(Source document Opens)

The enigma that is Venice 

The enigma that is Venice 

Arriving in Venice late at night
How does one begin to describe the enigma that is Venice? I am still not quite sure what to make of it. My first impression, unceremoniously dropping off on a wet and cold landing dock and trudging along in the dark, was not that of a welcoming or warm city.
However, on exiting the hotel the following day, I gasped with pleasure at the sounds of an accordion and saw a gondola with the musician and gondolier appearing in the side canal. I was in Venice!
Instead of dark corridors, the city now revealed a labyrinth of narrow alleys, shops, trattorias, and canals with connecting bridges. Run-down, ancient buildings stood proudly along brightly colored, freshly painted structures. Between busy, narrow passages, quiet city squares suddenly appeared. The many small stores sold similar handicrafts, yet each bore its stamp. There was also the contradiction between the reality of mass China products and the actual quality of Venetian glassware, masks, etc.
The Rialto Bridge and all the activity on the river and moats left an indelible impression. Which other city relies on transport by water and manages to convey the romanticism of a bygone era? Even when the gondoliers were at ease, they contributed to the illusion of a wonder world. The city never failed to surprise.
 I did a double take when I stopped to take a photograph and realized that it was a house where Mozart once stayed. Strains of Vivaldi’s Four Seasons filled the air as we passed windows in a narrow lane. On our way to join the locals at a coffee shop near the Teatro la Fenice, we heard the sounds of an orchestra rehearsing. A romantic city indeed!
Romantic or not, we had to take a Covid test before we could embark on our cruise, so the manager at Hotel Ateneo set up an appointment, and we aimed for the testing venue on St. Mark’s square. I smiled as we circled through antique marble statues in a courtyard, remembering that the last Covid test I had was in Zanzibar, where we sat in plastic chairs outside in the dirt with chickens running around us. While waiting in line, we met several South Africans and had the good fortune to team up with two other couples who arranged a water taxi from their hotel to the port.
Karen and I took a tour of the three main islands in the Venetian lagoon on the second day of our stay. Our first stop was Murano, world-famous for its glass. This art form reached its peak during the fifteenth and sixteenth centuries. We watched two master artisans churning out fine horse figurines and vases decorated with delicate roses.

Next, we disembarked at Torcello at the Northern end of the lagoon, famous for its home-grown vegetables, fish restaurants, the old Byzantine-style Church of Santa Fosca, and the Cathedral or Basilica.  We wandered around, admired the old gravestones, and enjoyed a cup of robust coffee. Devil’s Bridge has no railings and has an exciting tale. The night before Christmas, the devil comes to dance on the Bridge, supposedly looking for souls promised by a witch who made a pact with him but dies and cannot fulfill the promise.

I could easily have spent a few hours at our final stop, Burano, famous for its brightly painted houses and beautiful lace work. Apparently, the colored homes were a welcome sign for fishermen as they returned home. A myriad of little stores along the canal runs through town, each more enticing than the next.


Tratorria, Venice, Italy


We had a choice of trattorias on our final night. Once again, the mysticism of Venice overwhelmed us as we explored the misty, wet alleys. We had a delicious dinner at Rosa Rossa Ristorante.




We met with our new South African friends early the following day and boarded a private water taxi at their hotel. It was a long walk to the drop-off point, but we finally registered at the booking-in desks.




We then transferred to another water shuttle that dropped us off at the MSC Sinfonia, docked in an industrial port outside the city. Finally, goodbye to Venice, and hello, cruise!

(Source document Closes)
(Stored data Opens)

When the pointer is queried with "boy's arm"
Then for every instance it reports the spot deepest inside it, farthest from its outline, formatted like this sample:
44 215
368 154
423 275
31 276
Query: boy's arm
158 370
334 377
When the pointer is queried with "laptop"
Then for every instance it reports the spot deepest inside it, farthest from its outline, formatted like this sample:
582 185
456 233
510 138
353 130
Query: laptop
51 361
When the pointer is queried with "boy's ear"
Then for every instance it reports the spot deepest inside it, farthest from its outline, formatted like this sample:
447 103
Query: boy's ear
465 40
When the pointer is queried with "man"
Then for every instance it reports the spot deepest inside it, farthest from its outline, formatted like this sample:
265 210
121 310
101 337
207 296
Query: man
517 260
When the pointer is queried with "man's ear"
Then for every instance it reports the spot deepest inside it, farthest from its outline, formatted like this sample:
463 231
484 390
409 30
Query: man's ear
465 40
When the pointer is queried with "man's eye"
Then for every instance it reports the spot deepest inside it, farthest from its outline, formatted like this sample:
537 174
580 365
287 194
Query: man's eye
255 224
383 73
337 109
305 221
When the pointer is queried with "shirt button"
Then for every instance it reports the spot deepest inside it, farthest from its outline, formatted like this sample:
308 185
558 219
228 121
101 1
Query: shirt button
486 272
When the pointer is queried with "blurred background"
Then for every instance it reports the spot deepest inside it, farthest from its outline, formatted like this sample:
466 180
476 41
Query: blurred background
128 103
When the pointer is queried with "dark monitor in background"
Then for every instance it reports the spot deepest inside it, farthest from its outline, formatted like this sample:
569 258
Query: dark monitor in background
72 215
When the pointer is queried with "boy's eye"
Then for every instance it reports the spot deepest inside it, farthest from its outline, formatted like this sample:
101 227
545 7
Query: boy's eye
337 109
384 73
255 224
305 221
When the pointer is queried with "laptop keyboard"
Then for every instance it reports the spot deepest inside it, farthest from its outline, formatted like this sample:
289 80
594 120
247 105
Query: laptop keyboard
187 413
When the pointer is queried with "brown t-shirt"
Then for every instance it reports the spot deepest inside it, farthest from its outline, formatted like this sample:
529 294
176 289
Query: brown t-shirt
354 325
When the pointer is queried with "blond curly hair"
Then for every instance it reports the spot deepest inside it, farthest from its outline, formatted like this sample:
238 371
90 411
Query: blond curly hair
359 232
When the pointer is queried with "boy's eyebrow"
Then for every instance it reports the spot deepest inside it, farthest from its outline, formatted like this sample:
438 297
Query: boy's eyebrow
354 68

(Stored data Closes)

> _Instructions_:
1 - According to the Venice travel piece, which island in the lagoon is known for its brightly painted houses and lace work?
2 - Quote the Venice travel piece word for word, starting at "We had a choice" and ending at "Rosa Rossa Ristorante.".

> _Written answers_:
1 - Burano

2 -
We had a choice of trattorias on our final night. Once again, the mysticism of Venice overwhelmed us as we explored the misty, wet alleys. We had a delicious dinner at Rosa Rossa Ristorante.